[Photo-based referring expression data]
'''
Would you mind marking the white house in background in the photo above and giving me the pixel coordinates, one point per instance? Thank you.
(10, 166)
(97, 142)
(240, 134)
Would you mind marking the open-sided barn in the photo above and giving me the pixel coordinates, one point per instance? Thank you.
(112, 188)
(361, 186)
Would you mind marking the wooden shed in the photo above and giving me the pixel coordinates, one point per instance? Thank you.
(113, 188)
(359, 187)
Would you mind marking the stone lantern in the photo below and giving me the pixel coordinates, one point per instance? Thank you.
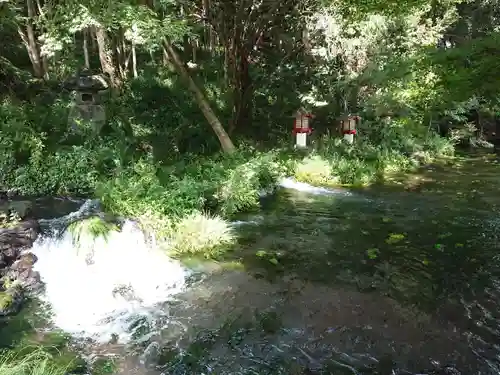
(87, 108)
(301, 127)
(348, 125)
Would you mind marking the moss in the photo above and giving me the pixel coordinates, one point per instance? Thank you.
(94, 227)
(6, 300)
(104, 366)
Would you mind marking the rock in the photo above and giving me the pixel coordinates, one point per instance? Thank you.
(11, 300)
(22, 272)
(19, 210)
(21, 236)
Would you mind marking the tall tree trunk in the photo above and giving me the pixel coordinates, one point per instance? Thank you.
(134, 60)
(106, 57)
(86, 54)
(30, 42)
(226, 143)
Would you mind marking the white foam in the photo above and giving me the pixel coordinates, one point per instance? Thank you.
(82, 281)
(290, 183)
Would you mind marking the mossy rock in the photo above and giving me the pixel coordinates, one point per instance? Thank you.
(10, 301)
(14, 211)
(104, 366)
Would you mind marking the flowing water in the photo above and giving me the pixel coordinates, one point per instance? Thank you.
(402, 279)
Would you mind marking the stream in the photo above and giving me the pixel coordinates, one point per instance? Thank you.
(395, 279)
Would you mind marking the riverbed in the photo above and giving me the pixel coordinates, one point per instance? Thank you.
(401, 278)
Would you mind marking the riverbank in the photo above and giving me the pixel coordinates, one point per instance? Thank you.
(187, 201)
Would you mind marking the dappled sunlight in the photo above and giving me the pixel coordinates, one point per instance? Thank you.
(200, 234)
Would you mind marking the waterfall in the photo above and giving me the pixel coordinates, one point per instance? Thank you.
(290, 183)
(99, 287)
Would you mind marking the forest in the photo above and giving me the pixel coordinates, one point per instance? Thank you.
(197, 114)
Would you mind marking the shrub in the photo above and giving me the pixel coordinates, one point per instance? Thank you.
(201, 234)
(36, 363)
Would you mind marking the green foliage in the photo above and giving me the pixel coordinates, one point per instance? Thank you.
(93, 227)
(37, 362)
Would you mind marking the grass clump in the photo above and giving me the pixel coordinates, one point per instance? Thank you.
(94, 227)
(200, 233)
(333, 162)
(38, 362)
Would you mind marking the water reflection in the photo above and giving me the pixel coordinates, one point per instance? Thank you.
(433, 248)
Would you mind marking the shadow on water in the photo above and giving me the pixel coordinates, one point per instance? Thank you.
(411, 271)
(399, 279)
'''
**What to do:** Starting at the line with "Would you mind marking the riverbank", copy every line up to and including the last one in the entries above.

**Answer section:**
Would you mind marking the riverbank in the photo above and giving me the pixel coordinates, one point per instance? Thank you.
(187, 201)
Would you mind marking the dappled sunlight in the photo above and giving me the pixel coordinates, one point per instance? Thank you.
(200, 234)
Would you mind marking the waterfall in the photo above and giving me the pixel coordinates, one point per instance? Thank you.
(290, 183)
(99, 287)
Would you mind marking the forest in the photo above and giving me the pixel coordinates, one point per instance? Thank you.
(197, 114)
Would you mind marking the shrub in the photo above and giving me the pixel coordinates, one point per instance? Thank you.
(201, 234)
(36, 363)
Would you mind marking the green foliage in the photo above and giving me the pixel coordinates, one point per instance? Thank you.
(93, 227)
(37, 362)
Would you mind marking the grass clump in the photo above and giving me the pixel coordinates, one point per instance? Thank you.
(94, 227)
(200, 233)
(333, 162)
(38, 362)
Would you mind marking the water reflection in the photo above and giving me the pixel coordinates, one point per instance? Thank you.
(433, 248)
Would you mind marking the shadow on water in the photo above and giving me the pixel coordinates, one point per instance? Thank you.
(411, 271)
(399, 279)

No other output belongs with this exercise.